§ **Input**
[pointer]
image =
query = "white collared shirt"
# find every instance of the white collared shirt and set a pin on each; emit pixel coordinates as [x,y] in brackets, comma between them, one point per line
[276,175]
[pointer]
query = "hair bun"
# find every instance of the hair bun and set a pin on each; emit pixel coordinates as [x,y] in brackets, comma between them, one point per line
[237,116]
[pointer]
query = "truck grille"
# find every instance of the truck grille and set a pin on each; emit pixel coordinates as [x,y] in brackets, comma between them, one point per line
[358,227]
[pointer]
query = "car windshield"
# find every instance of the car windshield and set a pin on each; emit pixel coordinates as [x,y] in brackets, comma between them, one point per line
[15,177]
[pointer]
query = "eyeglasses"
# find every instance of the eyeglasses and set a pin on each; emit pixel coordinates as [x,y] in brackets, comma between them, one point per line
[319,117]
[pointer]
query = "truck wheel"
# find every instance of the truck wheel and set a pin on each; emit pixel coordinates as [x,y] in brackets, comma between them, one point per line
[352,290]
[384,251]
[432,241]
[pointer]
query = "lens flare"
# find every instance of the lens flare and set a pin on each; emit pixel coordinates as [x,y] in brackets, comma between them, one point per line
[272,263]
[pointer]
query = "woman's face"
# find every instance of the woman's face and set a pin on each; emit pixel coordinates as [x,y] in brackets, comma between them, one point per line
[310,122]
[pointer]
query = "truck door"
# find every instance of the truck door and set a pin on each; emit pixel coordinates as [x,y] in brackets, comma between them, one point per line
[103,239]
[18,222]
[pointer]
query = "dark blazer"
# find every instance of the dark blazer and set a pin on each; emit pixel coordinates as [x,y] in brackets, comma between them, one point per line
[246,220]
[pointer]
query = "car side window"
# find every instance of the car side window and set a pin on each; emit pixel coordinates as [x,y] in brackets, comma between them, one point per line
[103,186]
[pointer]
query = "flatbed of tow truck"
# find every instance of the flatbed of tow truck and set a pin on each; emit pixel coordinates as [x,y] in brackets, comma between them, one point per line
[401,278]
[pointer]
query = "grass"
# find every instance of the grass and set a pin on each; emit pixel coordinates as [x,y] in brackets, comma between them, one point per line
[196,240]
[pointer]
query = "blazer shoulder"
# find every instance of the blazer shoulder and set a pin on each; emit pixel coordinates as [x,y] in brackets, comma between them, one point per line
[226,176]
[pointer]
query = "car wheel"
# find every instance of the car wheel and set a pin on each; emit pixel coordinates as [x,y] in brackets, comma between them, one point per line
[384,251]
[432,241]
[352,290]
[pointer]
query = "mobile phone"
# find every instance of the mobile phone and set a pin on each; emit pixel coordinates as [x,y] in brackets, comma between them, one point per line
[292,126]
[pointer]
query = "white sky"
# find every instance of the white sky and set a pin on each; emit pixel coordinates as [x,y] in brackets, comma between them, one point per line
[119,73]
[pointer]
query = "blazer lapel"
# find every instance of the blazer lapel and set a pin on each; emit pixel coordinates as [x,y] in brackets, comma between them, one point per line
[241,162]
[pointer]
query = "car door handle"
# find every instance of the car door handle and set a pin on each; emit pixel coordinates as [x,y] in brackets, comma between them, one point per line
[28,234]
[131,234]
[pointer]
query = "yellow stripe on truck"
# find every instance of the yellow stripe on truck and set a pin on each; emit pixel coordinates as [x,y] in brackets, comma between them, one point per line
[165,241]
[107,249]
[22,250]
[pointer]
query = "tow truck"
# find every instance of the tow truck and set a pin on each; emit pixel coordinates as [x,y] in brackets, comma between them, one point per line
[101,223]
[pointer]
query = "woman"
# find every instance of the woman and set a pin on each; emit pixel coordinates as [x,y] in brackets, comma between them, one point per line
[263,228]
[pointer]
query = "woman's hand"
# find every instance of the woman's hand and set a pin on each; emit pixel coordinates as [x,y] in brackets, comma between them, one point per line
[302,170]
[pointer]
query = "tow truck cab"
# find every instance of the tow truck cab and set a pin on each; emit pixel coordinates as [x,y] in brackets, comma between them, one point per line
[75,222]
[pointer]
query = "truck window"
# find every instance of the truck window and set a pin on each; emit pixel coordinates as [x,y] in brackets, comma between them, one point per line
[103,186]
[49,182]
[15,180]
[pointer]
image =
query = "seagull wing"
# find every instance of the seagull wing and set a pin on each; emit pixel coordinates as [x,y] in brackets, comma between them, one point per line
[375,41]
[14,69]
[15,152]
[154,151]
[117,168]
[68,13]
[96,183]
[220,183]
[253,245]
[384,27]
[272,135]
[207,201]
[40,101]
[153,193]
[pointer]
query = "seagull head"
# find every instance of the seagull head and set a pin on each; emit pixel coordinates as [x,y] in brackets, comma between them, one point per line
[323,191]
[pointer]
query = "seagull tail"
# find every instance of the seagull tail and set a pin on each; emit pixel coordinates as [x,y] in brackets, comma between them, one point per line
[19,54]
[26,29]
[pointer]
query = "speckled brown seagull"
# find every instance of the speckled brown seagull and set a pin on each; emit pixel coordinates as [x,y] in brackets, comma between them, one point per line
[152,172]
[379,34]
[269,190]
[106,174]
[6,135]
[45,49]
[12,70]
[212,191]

§ **Required work**
Return each line of the records that contains the string "shirt", treating uppercase and lowercase as different.

§ **Solution for this problem**
query = "white collared shirt"
# find every instance of the white collared shirt and set a pin on each; emit pixel coordinates as [x,y] in brackets, comma between them, one point per line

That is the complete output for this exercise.